Imagine watching it as it rapidly inflates and casts shadows all around you. I have longed to see it, to actually witness it live, not merely see a recording after the fact. Call me impatient, but the probability of seeing this incredible sight in my lifetime is so remote, that I cling to the fact that, like the travellers in Herman Hesse's 'Journey to the East', I recognise that I have already seen the supernova so many times in my minds-eye. I therefore elect to pre-empt the supernova and represent how it looked the night I saw it above the lake in Zug. The title is derived from a celebrated lecture at the Royal Institute in London, by the young HG Wells in 1902.

▶ [Record extracts]
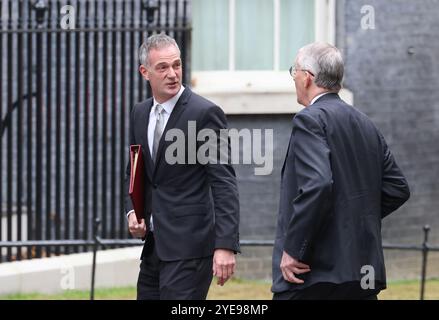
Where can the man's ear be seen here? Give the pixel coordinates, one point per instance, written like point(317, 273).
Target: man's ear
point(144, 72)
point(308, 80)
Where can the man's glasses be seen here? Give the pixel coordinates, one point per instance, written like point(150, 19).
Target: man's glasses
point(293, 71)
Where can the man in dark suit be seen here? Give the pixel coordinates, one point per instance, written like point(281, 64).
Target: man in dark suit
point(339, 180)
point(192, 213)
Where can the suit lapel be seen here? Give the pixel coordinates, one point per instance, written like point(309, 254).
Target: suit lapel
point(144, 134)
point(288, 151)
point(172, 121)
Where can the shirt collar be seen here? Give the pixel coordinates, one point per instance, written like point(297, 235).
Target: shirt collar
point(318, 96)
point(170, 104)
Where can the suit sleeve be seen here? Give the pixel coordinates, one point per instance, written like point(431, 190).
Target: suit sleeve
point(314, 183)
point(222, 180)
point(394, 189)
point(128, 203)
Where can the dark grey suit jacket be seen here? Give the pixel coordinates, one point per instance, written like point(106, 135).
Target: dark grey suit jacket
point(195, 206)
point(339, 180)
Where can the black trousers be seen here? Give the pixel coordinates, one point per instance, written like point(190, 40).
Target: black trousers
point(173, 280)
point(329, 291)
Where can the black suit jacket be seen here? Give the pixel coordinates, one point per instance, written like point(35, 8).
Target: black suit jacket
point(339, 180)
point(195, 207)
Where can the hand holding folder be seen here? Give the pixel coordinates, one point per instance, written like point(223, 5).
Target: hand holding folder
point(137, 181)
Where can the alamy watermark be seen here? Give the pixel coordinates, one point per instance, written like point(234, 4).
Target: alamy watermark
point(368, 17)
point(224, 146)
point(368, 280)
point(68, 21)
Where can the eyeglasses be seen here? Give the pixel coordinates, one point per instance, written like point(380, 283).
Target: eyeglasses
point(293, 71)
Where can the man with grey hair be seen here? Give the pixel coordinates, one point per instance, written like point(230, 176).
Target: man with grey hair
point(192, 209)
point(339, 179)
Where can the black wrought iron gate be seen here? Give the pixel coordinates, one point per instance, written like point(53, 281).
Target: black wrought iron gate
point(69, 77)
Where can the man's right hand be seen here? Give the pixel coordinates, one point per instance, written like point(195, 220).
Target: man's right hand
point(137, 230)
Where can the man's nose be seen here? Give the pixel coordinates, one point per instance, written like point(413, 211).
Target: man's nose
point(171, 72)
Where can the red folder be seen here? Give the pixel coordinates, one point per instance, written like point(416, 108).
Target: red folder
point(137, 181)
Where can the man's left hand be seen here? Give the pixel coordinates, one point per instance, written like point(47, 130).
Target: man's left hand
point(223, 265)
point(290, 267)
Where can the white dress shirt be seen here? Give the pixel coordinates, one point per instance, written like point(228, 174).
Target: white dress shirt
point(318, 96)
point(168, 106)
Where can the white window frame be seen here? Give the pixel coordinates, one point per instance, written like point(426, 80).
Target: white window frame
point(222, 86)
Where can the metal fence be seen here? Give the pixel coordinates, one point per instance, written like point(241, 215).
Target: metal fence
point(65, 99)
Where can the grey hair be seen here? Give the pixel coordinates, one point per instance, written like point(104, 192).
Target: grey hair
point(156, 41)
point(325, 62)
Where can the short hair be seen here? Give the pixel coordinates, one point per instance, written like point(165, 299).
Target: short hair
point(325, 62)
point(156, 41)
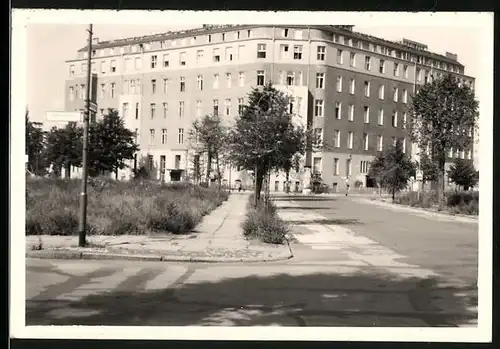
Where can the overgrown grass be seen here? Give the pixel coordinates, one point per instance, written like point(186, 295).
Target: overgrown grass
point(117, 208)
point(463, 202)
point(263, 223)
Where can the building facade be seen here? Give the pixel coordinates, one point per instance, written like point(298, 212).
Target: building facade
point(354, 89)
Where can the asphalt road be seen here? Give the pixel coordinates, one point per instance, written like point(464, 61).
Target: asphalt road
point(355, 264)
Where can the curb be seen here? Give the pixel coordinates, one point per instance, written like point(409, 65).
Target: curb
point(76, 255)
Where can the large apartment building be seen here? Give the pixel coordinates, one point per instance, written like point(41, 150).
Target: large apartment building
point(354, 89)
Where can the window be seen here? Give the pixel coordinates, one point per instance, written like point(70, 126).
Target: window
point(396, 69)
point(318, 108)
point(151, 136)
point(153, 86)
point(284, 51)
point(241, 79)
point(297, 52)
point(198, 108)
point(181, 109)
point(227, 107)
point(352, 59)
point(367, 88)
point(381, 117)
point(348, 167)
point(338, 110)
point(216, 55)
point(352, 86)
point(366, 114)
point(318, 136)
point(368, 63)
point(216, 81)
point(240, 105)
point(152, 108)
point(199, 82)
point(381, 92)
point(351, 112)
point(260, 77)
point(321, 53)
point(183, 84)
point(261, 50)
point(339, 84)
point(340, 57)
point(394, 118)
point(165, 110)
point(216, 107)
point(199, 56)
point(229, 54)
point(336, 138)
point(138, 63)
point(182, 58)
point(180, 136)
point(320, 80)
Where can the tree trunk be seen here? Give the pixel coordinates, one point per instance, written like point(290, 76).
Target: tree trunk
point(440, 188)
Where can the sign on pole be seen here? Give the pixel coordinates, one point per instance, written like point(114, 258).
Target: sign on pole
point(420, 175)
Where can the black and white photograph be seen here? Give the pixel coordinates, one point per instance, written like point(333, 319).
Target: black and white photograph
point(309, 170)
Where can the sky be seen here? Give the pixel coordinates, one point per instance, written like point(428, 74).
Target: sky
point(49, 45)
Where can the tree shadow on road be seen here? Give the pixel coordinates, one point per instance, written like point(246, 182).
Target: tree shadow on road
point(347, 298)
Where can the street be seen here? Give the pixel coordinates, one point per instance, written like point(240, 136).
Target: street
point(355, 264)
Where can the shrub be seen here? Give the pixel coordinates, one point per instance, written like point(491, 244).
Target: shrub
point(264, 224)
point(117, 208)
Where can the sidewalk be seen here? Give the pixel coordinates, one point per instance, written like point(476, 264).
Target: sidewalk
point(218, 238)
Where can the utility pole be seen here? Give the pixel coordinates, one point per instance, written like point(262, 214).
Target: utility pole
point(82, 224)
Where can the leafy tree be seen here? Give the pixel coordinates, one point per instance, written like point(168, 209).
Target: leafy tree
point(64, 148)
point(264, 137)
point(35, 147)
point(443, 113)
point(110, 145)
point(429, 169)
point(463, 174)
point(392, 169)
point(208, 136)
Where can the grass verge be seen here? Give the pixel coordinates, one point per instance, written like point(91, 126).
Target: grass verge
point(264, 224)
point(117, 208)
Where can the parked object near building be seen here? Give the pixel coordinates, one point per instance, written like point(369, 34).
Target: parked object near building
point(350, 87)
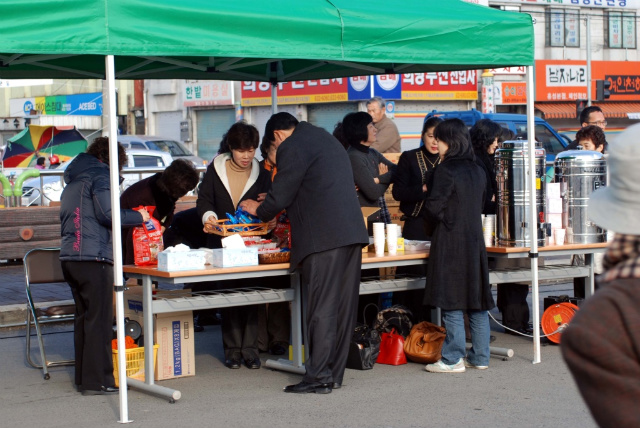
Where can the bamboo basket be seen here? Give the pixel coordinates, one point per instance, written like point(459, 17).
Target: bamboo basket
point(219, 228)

▶ [Goal of the exercise] Continue the supernova passage from its last sentence.

▶ [Output for this exercise]
"Humanity", he proclaimed, "has come someway, and the distance we have travelled gives us some insight of the way we have to go. It is possible to believe that all the past is but the beginning of a beginning, and that all that is and has been, is but the twilight of the dawn. It is possible to believe that all that the human mind has accomplished is but the dream before the awakening. Out of our lineage, minds will spring that will reach back to us in our littleness, to know us better than we know ourselves. A day will come, one day in the unending succession of days, when beings, beings who are now latent in our thoughts and hidden in our loins, shall stand upon this earth as one stands up on a footstool, and shall laugh and reach out their hands amidst the stars." As an avid Sci-fi writer HG Wells recognised that we are not the culmination of the human story. When he writes, "Out of our lineage, minds will spring that will reach back to us in our littleness, to know us better than we know ourselves", that is already artificial intelligence for me. In this painting I contemplate what the world and our relationship to technology might be, when the light from the supernova and the destruction of Betelgeuse finally arrives at our pale blue dot.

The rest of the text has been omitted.